WHAT IS EXPECTED
Extract the listing below in full, unchanged.
--- MATERIAL SUPPLIED ---
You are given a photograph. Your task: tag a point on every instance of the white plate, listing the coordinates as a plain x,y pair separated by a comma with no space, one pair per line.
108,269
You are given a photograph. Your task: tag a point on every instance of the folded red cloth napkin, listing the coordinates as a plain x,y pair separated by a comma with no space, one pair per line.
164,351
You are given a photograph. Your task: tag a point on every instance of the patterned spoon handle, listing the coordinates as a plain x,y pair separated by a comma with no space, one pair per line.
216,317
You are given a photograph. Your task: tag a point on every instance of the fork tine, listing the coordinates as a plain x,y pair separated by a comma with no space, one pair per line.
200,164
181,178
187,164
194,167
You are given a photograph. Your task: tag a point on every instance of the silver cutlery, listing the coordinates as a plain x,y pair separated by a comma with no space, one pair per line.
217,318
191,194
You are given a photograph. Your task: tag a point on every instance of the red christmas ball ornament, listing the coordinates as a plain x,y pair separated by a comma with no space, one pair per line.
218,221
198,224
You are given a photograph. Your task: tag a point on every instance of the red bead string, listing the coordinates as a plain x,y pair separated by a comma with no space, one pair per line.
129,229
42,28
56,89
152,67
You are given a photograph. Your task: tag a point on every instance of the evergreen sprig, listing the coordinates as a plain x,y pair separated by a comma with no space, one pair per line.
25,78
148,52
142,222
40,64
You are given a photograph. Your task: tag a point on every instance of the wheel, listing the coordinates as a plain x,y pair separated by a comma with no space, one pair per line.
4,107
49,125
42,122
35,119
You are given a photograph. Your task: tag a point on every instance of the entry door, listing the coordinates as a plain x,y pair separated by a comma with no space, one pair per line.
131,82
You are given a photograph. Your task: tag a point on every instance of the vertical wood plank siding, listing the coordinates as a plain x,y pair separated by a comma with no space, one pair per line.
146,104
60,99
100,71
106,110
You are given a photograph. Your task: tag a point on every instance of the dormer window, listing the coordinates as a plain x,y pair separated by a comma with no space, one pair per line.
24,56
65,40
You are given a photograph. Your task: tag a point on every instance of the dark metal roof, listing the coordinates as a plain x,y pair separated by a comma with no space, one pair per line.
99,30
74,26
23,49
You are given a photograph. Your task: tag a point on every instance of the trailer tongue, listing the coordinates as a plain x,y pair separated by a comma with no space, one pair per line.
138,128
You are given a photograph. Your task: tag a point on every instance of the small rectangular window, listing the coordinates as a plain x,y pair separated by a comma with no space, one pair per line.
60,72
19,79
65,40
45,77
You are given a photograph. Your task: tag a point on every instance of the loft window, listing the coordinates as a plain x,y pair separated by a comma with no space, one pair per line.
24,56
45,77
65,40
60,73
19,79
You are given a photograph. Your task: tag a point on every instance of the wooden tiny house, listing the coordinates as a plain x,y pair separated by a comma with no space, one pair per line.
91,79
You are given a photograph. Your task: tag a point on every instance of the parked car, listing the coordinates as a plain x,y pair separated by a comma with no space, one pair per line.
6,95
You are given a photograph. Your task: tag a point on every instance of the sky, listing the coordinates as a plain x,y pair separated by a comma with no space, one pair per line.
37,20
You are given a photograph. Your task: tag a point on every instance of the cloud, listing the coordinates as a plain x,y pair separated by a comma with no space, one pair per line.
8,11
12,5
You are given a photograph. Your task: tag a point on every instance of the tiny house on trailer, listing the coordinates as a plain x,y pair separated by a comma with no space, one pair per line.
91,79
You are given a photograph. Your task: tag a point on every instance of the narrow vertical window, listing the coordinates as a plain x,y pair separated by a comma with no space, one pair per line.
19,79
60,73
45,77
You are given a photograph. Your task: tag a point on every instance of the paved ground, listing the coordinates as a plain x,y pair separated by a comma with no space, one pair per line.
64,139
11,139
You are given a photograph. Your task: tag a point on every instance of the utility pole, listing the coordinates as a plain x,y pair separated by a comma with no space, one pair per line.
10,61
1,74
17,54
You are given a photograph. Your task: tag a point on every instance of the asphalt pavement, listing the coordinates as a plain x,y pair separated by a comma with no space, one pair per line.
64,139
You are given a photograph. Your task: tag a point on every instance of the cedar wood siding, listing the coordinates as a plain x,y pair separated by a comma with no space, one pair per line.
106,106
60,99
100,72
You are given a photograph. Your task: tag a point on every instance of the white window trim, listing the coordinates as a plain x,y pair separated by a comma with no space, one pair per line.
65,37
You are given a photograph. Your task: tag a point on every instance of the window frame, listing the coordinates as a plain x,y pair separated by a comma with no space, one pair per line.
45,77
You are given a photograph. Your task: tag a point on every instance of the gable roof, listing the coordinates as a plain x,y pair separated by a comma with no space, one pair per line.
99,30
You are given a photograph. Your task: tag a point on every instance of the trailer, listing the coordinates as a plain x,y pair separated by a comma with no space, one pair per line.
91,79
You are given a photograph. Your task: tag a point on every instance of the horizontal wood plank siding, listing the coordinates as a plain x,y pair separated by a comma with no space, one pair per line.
---
WRITTEN SOLUTION
You are given a photograph. Your task: tag a point on every instance of the white plate, listing the coordinates as a plain x,y pair separated by a comma with no space, one pair per line.
108,269
You are given a photograph. Your task: tag a point on every instance of the folded red cloth napkin, listing the coordinates as a plain x,y pair separated by a comma with no space, one pair per line.
164,351
You are given a photograph. Your task: tag a point on every instance of the patterned spoon handle, listing the coordinates as a plain x,y pair separated by a comma with no space, one pair per line.
216,317
You are given a photograph. Your task: tag a point on every instance of the fork tine, listing the coordinates as a plain x,y pair separated by a comma with no space, one pair per line.
200,164
181,178
187,164
194,167
You are given a photograph. Your task: tag a point on every instance of the silver cutlery, listing the coordinates as a plain x,y pair separated by a comma with no space, one pair per line.
217,318
191,194
You are given a photograph. Your task: tag a point on every instance of the red christmas ball ornament, listing the coordinates as a plain x,y pair separated by a comma with no space, one pair per line.
218,221
198,224
You are given a photograph. Your task: tag a point on every instance of the red bead string, listing the coordinates as a plain x,y pair separated by a comma with no space, one pair per line.
129,229
42,28
56,89
152,67
You are given a photograph. Your task: tag a point on every instance of the evergreen sprig, listing the coordinates as a plain x,y pair separated by a comma with no space, one pair per line.
25,78
148,52
142,222
40,64
You are given a photograph. Your task: tag a point on every instance of the wheel, listing the coordinates as a plain x,y pair separated by a comma with no space, one pair per line.
4,107
49,125
42,122
35,119
You are given a photograph. Your task: tag a point on every instance of the entry door, listing the coordinates as a plain x,y pair separated by a comma with no space, one pair per line.
131,82
You are given a photograph. Your task: tag a point on every instance of the vertical wood plank siding, listing the coordinates as a plain x,y pair separated by a comma with no space, one pair per line.
146,104
60,99
100,71
106,110
You are given a photograph. Your task: tag a point on every instance of the dormer window, listing the coordinates as a plain x,y pair separated by a comma with no space, one pair per line.
24,56
65,40
You are given a photograph. Your task: tag a point on every instance of the dark metal roof, listing the coordinates as a plain x,y pair separated by a comma with no space, one pair per line.
99,30
74,26
23,49
You are given a photograph. Your task: tag a point on every instance of the trailer tongue, listing the coordinates as a plain x,y pair separated by a comma with no space, one pair per line.
138,128
You are given a photograph. Your task: tag a point on every instance of the small rectangular window, listing the coordinates as a plain x,y pair separated by a comma with no space, one pair per line.
60,72
19,79
65,40
45,77
You are given a photograph. Your task: tag a point on every instance of the loft window, listing the coordinates as a plain x,y pair separated by a comma with no space, one pair per line.
24,56
45,77
65,40
60,73
19,79
You are given a photograph. Your task: tag a point on every instance of the wooden tiny house, listing the coordinates as a plain x,y pair separated by a comma with no space, one pair per line.
91,79
You are given a photograph. Your task: tag a point on every instance of the parked car, listing the coordinates as a plain x,y pair separated by a comma with no space, one pair per line.
6,95
You are given a photograph. Your task: tag a point on every instance of the sky, listing the coordinates as a plain x,y pair separated by a comma with no space, one pair per line.
37,20
You are given a photograph. Your task: tag a point on every instance of the cloud, listing the coordinates as a plain x,y pair separated by a comma with no space, one pair per line.
8,11
12,5
You are given a photograph. Your task: tag a point on every instance of the tiny house on trailer, listing the coordinates as a plain x,y pair separated by a comma with no space, one pair per line.
91,79
You are given a photograph. Your task: tag a point on every instance of the narrow vertical window, listing the coordinates as a plain x,y pair separated by a comma with no space, one pair per line.
19,79
60,73
45,77
You are given a photograph. Your task: tag a point on every instance of the paved ground, listing the coordinates as a plain x,y pair separated by a comma with no space, one pair per line.
64,139
11,139
You are given a photograph. Your task: tag a point on every instance of the utility pole, listing the coordinates as a plain x,y pair separated by a comma with no space, one pair per line.
10,61
1,74
17,54
You are given a photograph. Your task: tag a point on every instance of the asphalt pavement, listing the coordinates as a plain x,y pair separated by a comma with no space, one pair per line.
64,139
You are given a photograph. Your task: tag a point on every instance of the cedar wood siding, listing the coordinates as a plain x,y pair separated by a comma with no space, one pair per line.
106,106
60,99
100,72
You are given a photograph. Your task: tag a point on every instance of the white window trim, listing the coordinates as a plain x,y pair separated by a comma with no space, one pair per line.
65,37
You are given a photograph. Your task: tag a point on every instance of the window frame, listing the coordinates as a plain x,y pair separated by a comma with no space, one pair per line.
45,77
You are given a photograph. Your task: tag a point on every instance of the gable roof, listing the coordinates as a plain x,y pair separated by a comma with no space, one pair per line.
99,30
You are given a photograph. Your task: tag a point on every instance of the trailer, listing the coordinates as a plain x,y pair separated by a comma with no space, one pair per line.
91,79
You are given a photograph. Your task: tag a point on every instance of the horizontal wood plank siding, listing the coordinates as a plain x,y pair separated by a comma with no space, one pair per line.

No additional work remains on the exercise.